┌─ DATA FOR PROCESSING
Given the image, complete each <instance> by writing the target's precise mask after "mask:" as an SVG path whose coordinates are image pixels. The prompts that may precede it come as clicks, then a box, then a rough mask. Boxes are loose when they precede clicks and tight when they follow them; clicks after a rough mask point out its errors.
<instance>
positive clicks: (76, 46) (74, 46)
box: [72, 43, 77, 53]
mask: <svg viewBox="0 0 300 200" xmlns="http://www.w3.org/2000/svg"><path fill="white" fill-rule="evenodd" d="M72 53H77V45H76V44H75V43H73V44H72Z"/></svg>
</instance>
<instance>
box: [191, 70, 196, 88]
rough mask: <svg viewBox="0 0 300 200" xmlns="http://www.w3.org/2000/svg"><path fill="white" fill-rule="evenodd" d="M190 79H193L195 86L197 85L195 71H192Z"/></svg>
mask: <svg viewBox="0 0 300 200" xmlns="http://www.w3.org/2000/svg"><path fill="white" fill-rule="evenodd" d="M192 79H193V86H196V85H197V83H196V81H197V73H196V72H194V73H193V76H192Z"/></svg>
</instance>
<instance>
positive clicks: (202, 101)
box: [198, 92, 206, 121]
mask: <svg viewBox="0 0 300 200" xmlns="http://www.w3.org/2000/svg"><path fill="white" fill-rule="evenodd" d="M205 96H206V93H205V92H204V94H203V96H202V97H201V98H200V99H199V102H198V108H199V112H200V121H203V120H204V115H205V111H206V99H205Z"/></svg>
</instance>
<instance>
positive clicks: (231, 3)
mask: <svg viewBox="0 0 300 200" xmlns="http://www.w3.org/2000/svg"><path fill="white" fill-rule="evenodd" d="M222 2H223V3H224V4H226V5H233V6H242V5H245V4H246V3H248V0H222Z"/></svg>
└─
EXERCISE OBJECTIVE: Which lines of the data above contain the word "fill"? Find every one and copy it out in full.

RESPONSE TO THE EXERCISE:
mask: <svg viewBox="0 0 300 200" xmlns="http://www.w3.org/2000/svg"><path fill="white" fill-rule="evenodd" d="M72 53H77V45H76V44H75V43H73V44H72Z"/></svg>
rough mask: <svg viewBox="0 0 300 200" xmlns="http://www.w3.org/2000/svg"><path fill="white" fill-rule="evenodd" d="M190 79H193L195 86L197 85L195 71H192Z"/></svg>
mask: <svg viewBox="0 0 300 200" xmlns="http://www.w3.org/2000/svg"><path fill="white" fill-rule="evenodd" d="M192 79H193V86H196V85H197V83H196V81H197V73H196V72H194V73H193V76H192Z"/></svg>
mask: <svg viewBox="0 0 300 200" xmlns="http://www.w3.org/2000/svg"><path fill="white" fill-rule="evenodd" d="M205 96H206V93H205V92H204V94H203V96H202V97H201V98H200V99H199V102H198V108H199V112H200V121H203V120H204V115H205V111H206V99H205Z"/></svg>
mask: <svg viewBox="0 0 300 200" xmlns="http://www.w3.org/2000/svg"><path fill="white" fill-rule="evenodd" d="M222 2H223V3H224V4H226V5H233V6H242V5H245V4H246V3H248V0H222Z"/></svg>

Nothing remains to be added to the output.